**THE DATA**
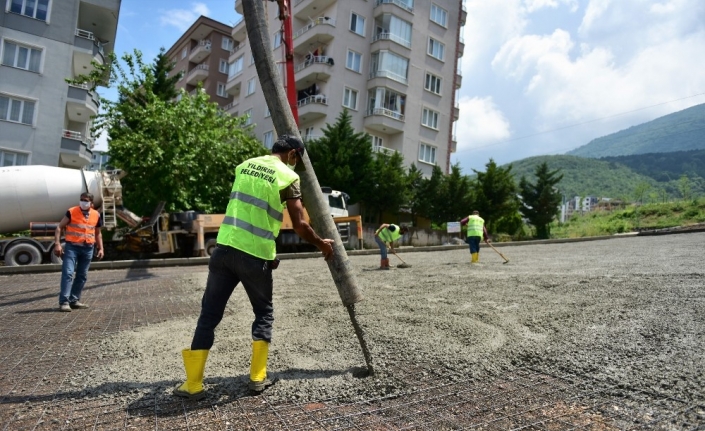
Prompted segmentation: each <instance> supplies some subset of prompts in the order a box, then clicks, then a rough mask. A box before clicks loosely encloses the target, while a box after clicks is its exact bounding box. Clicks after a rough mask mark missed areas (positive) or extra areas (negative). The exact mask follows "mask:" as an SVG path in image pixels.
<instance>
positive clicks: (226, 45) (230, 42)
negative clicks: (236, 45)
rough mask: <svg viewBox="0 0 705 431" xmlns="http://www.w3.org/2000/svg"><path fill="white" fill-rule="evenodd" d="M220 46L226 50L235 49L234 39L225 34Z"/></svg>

**TASK INSTRUCTIONS**
If a line of the data contains "negative", copy it out.

**YOUR SOLUTION**
Prompted segmentation: each <instance> supplies some subset of prompts in the order a box, then clicks, then a rough mask. A box before clicks loosely encloses the target, while a box after clicks is its exact bounding box. Clicks after a rough mask mark missed areas (positive) or extra areas (negative). The exact mask follows "mask:" as an SVG path in image pixels.
negative clicks: (236, 45)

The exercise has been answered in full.